→ GIVEN INSTRUCTION: Render the lines below as a JSON list of strings, one string per line with blank lines omitted. Begin at the line containing "Study the photograph above. For every instance of the marigold" and stop after the line containing "(1231, 708)", including both ends and nothing else.

================

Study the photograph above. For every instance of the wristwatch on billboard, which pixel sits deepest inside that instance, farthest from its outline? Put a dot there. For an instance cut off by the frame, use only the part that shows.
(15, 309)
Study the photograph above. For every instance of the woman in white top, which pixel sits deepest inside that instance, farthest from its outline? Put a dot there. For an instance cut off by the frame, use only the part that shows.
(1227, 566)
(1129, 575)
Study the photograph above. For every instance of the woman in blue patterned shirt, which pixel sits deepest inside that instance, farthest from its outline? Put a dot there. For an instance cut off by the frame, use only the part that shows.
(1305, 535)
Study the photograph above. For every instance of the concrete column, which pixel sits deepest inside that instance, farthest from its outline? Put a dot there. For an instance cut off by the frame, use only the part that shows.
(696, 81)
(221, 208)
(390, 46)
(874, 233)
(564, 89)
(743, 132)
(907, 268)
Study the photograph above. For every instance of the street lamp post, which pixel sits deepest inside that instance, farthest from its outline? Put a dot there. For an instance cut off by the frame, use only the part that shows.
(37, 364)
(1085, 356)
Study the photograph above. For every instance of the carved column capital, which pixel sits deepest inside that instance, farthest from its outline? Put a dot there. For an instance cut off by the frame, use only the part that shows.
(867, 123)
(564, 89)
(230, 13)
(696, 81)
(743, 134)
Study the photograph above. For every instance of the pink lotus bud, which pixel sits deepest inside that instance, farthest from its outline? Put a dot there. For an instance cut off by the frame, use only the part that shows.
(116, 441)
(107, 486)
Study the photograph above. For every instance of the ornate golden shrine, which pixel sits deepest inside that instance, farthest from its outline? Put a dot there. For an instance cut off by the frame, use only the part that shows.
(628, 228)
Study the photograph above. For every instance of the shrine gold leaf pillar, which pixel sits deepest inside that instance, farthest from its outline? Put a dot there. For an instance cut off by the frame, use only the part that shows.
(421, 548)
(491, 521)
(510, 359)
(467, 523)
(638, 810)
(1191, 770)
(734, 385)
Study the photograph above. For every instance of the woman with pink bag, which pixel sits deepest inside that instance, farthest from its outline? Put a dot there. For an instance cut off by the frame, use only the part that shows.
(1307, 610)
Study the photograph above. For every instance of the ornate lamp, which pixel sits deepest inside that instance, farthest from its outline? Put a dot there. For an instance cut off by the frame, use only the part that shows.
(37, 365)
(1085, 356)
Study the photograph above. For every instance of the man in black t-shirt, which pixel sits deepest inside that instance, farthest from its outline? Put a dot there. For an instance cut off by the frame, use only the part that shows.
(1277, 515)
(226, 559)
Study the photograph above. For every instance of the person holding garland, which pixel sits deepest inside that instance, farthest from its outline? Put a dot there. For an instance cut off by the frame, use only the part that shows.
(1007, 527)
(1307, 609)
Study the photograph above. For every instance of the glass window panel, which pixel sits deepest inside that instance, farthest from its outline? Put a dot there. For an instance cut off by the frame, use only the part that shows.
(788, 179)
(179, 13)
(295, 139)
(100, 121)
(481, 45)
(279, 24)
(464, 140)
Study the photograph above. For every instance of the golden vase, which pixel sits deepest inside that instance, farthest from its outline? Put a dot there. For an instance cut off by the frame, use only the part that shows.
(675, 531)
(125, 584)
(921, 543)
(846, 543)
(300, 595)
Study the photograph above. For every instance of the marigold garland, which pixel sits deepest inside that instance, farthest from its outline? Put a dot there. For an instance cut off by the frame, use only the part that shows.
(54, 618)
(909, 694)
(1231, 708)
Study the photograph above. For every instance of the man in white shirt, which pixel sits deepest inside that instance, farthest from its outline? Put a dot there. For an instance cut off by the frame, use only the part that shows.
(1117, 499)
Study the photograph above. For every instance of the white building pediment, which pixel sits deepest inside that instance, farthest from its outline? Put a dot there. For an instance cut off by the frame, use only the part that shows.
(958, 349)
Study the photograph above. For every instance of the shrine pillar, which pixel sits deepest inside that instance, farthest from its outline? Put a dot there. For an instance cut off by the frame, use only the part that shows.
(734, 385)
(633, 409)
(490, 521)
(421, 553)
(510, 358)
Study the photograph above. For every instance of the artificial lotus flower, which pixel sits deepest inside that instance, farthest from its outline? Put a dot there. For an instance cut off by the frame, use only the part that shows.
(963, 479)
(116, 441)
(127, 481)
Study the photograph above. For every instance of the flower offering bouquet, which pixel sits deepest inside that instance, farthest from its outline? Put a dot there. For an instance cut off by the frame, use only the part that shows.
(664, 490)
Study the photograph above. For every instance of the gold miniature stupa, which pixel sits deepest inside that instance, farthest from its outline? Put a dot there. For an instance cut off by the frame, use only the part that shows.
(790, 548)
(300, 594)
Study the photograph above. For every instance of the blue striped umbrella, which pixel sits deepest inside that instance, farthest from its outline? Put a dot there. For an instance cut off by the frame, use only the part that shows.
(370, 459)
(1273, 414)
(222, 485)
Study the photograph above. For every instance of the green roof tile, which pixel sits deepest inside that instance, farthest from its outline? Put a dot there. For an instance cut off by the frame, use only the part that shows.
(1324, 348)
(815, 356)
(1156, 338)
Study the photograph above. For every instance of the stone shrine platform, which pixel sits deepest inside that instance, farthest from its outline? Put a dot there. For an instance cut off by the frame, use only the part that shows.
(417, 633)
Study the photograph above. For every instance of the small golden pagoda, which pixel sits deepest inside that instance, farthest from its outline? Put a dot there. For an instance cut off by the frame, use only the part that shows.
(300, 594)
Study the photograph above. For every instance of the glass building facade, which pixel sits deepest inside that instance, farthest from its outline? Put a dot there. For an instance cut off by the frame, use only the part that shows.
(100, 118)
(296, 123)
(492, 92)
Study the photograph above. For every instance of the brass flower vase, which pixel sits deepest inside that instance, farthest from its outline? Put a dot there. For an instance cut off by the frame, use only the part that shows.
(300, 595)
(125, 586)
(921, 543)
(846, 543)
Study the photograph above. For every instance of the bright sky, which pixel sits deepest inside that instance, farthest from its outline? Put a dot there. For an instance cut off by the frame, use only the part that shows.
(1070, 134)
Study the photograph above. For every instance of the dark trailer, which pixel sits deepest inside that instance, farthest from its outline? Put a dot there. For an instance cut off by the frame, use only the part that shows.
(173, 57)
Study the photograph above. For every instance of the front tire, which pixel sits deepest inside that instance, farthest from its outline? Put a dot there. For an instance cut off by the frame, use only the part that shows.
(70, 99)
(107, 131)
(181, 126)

================

→ REPLY:
[
  "Study the photograph above. For every instance of the marigold garland, which pixel sits deepest inside that instance, farthest from its outline? Put a dot there. For an instance cut off by the frame, use only the part that shows.",
  "(54, 618)",
  "(909, 694)",
  "(1231, 708)"
]